Work request: Restate the entire listing word for word.
[Start of Attachment]
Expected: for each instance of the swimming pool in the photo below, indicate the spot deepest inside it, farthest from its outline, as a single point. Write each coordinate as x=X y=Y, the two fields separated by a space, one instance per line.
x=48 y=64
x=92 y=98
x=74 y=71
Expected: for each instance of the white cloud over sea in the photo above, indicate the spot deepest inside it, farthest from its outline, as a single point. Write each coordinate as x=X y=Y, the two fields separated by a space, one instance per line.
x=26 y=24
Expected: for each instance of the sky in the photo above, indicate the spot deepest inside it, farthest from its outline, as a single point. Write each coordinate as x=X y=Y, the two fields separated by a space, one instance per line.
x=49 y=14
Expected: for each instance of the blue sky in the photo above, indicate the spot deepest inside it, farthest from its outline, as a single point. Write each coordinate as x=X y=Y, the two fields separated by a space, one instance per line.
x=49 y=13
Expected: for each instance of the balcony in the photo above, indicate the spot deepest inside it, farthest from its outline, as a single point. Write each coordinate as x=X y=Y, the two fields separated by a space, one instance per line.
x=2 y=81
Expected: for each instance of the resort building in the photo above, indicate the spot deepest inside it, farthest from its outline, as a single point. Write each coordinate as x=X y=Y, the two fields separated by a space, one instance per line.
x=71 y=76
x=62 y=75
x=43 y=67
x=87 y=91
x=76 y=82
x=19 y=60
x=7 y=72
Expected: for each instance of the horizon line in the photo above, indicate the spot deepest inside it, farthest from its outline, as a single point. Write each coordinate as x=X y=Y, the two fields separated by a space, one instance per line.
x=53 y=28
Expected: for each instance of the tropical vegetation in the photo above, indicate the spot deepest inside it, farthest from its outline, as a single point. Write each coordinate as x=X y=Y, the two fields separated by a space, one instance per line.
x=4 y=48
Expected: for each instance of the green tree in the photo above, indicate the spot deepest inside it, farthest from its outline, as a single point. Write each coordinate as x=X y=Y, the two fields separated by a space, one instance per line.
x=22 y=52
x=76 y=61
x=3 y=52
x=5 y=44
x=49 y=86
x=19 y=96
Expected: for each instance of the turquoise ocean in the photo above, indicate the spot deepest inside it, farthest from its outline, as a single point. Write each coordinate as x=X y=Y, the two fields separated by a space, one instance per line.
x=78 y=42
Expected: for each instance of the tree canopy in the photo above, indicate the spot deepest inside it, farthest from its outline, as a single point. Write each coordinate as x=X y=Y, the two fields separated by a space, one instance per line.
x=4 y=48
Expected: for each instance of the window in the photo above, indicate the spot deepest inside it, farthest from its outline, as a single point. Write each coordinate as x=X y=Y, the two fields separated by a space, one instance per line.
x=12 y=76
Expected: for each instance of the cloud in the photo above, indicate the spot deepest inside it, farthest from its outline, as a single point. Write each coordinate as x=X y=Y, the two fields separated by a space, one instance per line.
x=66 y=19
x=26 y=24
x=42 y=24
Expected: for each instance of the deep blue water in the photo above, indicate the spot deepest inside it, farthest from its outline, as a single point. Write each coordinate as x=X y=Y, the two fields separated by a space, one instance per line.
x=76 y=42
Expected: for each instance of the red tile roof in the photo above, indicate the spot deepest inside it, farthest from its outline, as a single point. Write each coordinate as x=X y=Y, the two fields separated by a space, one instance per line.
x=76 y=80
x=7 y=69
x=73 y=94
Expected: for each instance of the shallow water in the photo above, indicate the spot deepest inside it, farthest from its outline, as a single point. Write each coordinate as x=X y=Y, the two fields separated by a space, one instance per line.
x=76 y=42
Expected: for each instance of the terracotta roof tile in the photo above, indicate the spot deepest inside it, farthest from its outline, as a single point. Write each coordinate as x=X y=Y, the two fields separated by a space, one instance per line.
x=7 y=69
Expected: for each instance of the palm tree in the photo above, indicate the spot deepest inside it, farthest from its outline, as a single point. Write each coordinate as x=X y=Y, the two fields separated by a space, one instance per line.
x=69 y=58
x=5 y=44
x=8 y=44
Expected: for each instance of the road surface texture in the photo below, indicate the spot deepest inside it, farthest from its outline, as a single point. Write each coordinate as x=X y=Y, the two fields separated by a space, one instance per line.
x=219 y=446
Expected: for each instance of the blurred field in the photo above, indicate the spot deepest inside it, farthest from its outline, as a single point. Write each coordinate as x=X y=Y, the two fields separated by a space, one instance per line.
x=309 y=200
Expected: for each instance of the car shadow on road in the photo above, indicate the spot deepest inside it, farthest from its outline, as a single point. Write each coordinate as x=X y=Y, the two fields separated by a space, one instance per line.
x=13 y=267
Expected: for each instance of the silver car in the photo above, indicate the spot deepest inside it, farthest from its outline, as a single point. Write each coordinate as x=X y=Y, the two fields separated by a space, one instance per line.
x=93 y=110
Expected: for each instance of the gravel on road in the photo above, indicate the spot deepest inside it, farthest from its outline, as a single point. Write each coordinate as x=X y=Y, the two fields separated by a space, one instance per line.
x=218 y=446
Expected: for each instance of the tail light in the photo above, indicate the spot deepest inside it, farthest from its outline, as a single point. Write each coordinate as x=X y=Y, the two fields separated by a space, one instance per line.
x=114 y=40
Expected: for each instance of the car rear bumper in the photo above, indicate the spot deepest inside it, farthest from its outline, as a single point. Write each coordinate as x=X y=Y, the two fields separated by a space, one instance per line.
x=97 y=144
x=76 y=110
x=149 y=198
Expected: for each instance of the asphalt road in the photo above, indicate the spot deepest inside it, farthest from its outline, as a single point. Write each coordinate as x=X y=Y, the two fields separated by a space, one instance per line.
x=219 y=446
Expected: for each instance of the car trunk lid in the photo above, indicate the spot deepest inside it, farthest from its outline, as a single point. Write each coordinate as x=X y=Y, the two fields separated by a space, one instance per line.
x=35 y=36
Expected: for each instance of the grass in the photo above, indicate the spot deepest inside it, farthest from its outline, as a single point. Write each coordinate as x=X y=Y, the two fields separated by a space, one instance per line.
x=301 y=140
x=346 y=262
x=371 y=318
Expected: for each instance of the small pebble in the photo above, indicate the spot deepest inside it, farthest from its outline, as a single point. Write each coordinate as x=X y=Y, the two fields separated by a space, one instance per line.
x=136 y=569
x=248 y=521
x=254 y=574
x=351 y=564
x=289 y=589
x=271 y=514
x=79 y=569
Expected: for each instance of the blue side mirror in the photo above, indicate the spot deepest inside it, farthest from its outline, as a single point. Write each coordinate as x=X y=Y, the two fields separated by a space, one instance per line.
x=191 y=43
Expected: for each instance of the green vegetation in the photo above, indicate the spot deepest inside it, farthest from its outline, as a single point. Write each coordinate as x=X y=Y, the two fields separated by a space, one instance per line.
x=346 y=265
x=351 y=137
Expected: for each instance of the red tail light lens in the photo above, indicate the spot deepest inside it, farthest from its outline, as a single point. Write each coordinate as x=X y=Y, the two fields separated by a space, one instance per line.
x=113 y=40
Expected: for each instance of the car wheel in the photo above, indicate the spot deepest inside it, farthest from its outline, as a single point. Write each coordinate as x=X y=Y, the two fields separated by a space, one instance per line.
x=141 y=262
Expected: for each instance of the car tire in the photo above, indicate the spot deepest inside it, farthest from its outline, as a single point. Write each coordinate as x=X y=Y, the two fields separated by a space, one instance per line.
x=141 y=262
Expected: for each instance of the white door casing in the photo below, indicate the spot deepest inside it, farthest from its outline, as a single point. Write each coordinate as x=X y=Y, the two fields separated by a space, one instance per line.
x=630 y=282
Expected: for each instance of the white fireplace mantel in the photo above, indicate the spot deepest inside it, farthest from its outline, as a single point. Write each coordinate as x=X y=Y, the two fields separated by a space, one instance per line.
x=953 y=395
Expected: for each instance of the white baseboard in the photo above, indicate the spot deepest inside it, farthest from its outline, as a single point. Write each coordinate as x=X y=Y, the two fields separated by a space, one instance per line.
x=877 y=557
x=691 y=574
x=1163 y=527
[End of Attachment]
Answer for this exercise:
Expected: for each instance of the swimming pool in the photo below, indicate the spot deepest inside it, farthest from its outline, as a single point. Write each coordinate as x=X y=Y, the two fields separated by a space, one instance per line.
x=48 y=64
x=92 y=98
x=74 y=71
Expected: for each instance of the white cloud over sea in the photo above, indicate the spot deepest inside it, farthest from its outline, as a single point. Write each coordinate as x=X y=Y, the two fields separated by a space, one instance per line.
x=26 y=24
Expected: for each instance of the sky in the photo above, indicate the spot deepest inside it, farthest from its outline, as a single point. Write each coordinate as x=X y=Y, the two fields separated by a space, one instance per line.
x=49 y=14
Expected: for each instance of the blue sky in the photo above, indicate the spot deepest inside it, farthest from its outline, as a single point. Write each coordinate as x=X y=Y, the two fields separated by a space, one instance per line.
x=49 y=13
Expected: for each instance of the balcony in the photo above, indicate the spot deepest inside it, farthest from its outline, as a single point. Write each coordinate as x=X y=Y, the two fields separated by a space, one instance per line.
x=2 y=81
Expected: for each instance of the resort building in the photo above, indicate the spot deepest inside it, farthest from its outline, as a single point. Write each coordinate as x=X y=Y, the two fields separated by a space, one instance per line.
x=71 y=76
x=62 y=75
x=43 y=67
x=87 y=91
x=76 y=82
x=19 y=60
x=7 y=72
Expected: for each instance of the horizon line in the photo above, indicate the spot deepest inside it, farthest from its outline, as a single point. Write each coordinate as x=X y=Y, the two fields separated by a space, one instance per line.
x=53 y=28
Expected: for each instance of the tropical vegetation in the photo above, indicate the spot deepest inside it, farthest from its outline, as a single point. Write each coordinate as x=X y=Y, the two fields separated by a space, one instance per line.
x=4 y=48
Expected: for each instance of the green tree in the photo above, indicate the spot deepest inside it, farthest from its outline, as a single point. Write each coordinate as x=X y=Y, the two fields separated by a space, one instance per line.
x=22 y=52
x=76 y=61
x=3 y=52
x=5 y=44
x=49 y=86
x=19 y=96
Expected: for each instance of the turquoise ocean in the photo above, indicate the spot deepest inside it, farthest from its outline, as a single point. Write each coordinate as x=X y=Y, the two fields separated by a space, one instance per line.
x=78 y=42
Expected: for each instance of the tree canopy in the photo above, indicate the spot deepest inside it, farthest from its outline, as a single point. Write each coordinate as x=X y=Y, the two fields separated by a space, one instance per line.
x=4 y=48
Expected: for each instance of the window in the photo above, indicate the spot deepest inside it, farthest from its outline, as a single point. Write each coordinate as x=X y=Y, the two fields separated by a space, one instance per line.
x=12 y=76
Expected: for each instance of the cloud in the photo above, indicate the spot deepest inside it, farthest from its outline, as a single point. Write each coordinate as x=X y=Y, the two fields separated by a space, one instance per line.
x=66 y=19
x=26 y=24
x=42 y=24
Expected: for each instance of the deep blue water in the photo above, indicate the spot deepest inside it, farthest from its outline, as a single point. Write each coordinate as x=X y=Y, the two fields separated by a space, one instance per line.
x=76 y=42
Expected: for each instance of the red tile roof in the photo above, indicate the spot deepest inside it, farthest from its outline, as a single point. Write each coordinate as x=X y=Y, the two fields separated by a space, one instance per line.
x=76 y=80
x=7 y=69
x=73 y=94
Expected: for each instance of the shallow water in the photo above, indicate the spot deepest inside it, farthest from its outline, as a single point. Write each coordinate as x=X y=Y, the two fields separated by a space, one instance per line.
x=76 y=42
Expected: for each instance of the terracotta roof tile in the photo above, indicate the spot deepest inside it, farthest from its outline, as a single point. Write each coordinate as x=X y=Y, the two fields separated by a space, one instance per line.
x=7 y=69
Expected: for each instance of the palm tree in the photo above, indicate the spot deepest inside it, farthest from its outline, as a single point. Write each coordinate as x=X y=Y, the two fields separated by a space, one instance per line.
x=69 y=58
x=5 y=44
x=8 y=44
Expected: for each instance of the road surface texture in the photo below, indicate the spot deepest inside it, farthest from its outline, as a single point. Write each coordinate as x=X y=Y, the two fields separated by a space, one instance per line.
x=219 y=446
Expected: for each instance of the blurred field in the photo above, indicate the spot deepest inside it, farthest from its outline, as a single point. Write each coordinate as x=X y=Y, the two fields separated by a space, one instance per line.
x=309 y=200
Expected: for each instance of the car shadow on road in the photo above, indicate the spot deepest inside it, farthest from its outline, as a single point. Write each coordinate as x=X y=Y, the two fields separated by a space, one instance per line.
x=13 y=267
Expected: for each instance of the silver car in the photo above, indicate the spot deepest inside it, farthest from its outline, as a single point. Write each coordinate as x=X y=Y, the two fields separated by a space, one instance per line.
x=93 y=110
Expected: for each instance of the gravel on road in the photo above, indicate the spot deepest inside it, farthest from its outline, as a single point. Write each coordinate as x=X y=Y, the two fields separated by a space, one instance per line.
x=218 y=446
Expected: for each instance of the tail light in the photo above, indicate the spot deepest inside it, farthest from its outline, as a single point. Write each coordinate as x=X y=Y, the two fields separated by a space, one instance per line.
x=114 y=40
Expected: for each instance of the car rear bumper in the photo above, indicate the spot deepest inside it, farthest from its outline, as a single point. Write each coordinate as x=X y=Y, the two fields separated by a space, one instance per line.
x=97 y=144
x=76 y=110
x=149 y=198
Expected: for each instance of the asphalt road in the photo above, indicate the spot deepest inside it, farthest from its outline, as a single point. Write each coordinate as x=X y=Y, the two fields separated by a space, one instance per line.
x=219 y=446
Expected: for each instance of the car trunk lid in the photo above, indicate the spot deepest inside it, farthest from its outline, as a single point. Write each coordinate as x=X y=Y, the two fields separated by a space, one instance per line.
x=35 y=36
Expected: for each instance of the grass in the photo above, indicate the spot deepest inside it, farthest from its outline, as a single point. Write each coordinate as x=X y=Y, the two fields separated by a space, one instance per line.
x=301 y=140
x=346 y=262
x=371 y=318
Expected: for each instance of the small pebble in the photo above, indicate the spot deepest inside it, farthest from its outline, as a single point. Write each coordinate as x=X y=Y, the two fields separated by a space, one instance per line.
x=136 y=569
x=248 y=521
x=254 y=574
x=351 y=564
x=289 y=589
x=271 y=514
x=79 y=569
Expected: for each instance of the blue side mirror in the photo above, indicate the spot deepest inside it, farthest from its outline, as a single point. Write each coordinate as x=X y=Y, the two fields separated by a space, one instance per line.
x=191 y=43
Expected: for each instance of the green vegetation in the photo above, indicate the spot deepest inside it, farthest from its outline, as a single point. Write each coordinate as x=X y=Y, the two fields separated by a space, one instance per line.
x=346 y=265
x=351 y=137
Expected: for each instance of the red tail light lens in the photo above, indicate the spot deepest inside it, farthest from its outline, as a single point. Write each coordinate as x=X y=Y, the two fields separated by a space, one instance per line.
x=113 y=40
Expected: for each instance of the car wheel in the photo above, indicate the spot deepest inside it, farthest from its outline, as a single point. Write each coordinate as x=X y=Y, the two fields separated by a space, one instance per line.
x=141 y=262
Expected: for each instance of the car tire in the photo above, indicate the spot deepest inside it, farthest from its outline, as a single point. Write each coordinate as x=X y=Y, the two fields separated by a space, one instance per line.
x=141 y=262
Expected: for each instance of the white door casing in the photo below, indicate the spot deepest inside it, farthest from its outline, as a single point. Write each coordinate as x=X y=Y, the two fields separated by a space, one instance per line.
x=630 y=282
Expected: for each instance of the white fireplace mantel in the photo above, indicate the spot deepest inside it, farthest from its outline, as a single point. Write each coordinate as x=X y=Y, the two fields separated by a space, one instance per line.
x=953 y=395
Expected: for each instance of the white baseboard in the photo above, indicate the spot deepest inside it, farthest from its outline, as a single point. Write each coordinate as x=X y=Y, the two fields separated by a space, one instance per line.
x=877 y=557
x=691 y=574
x=1163 y=527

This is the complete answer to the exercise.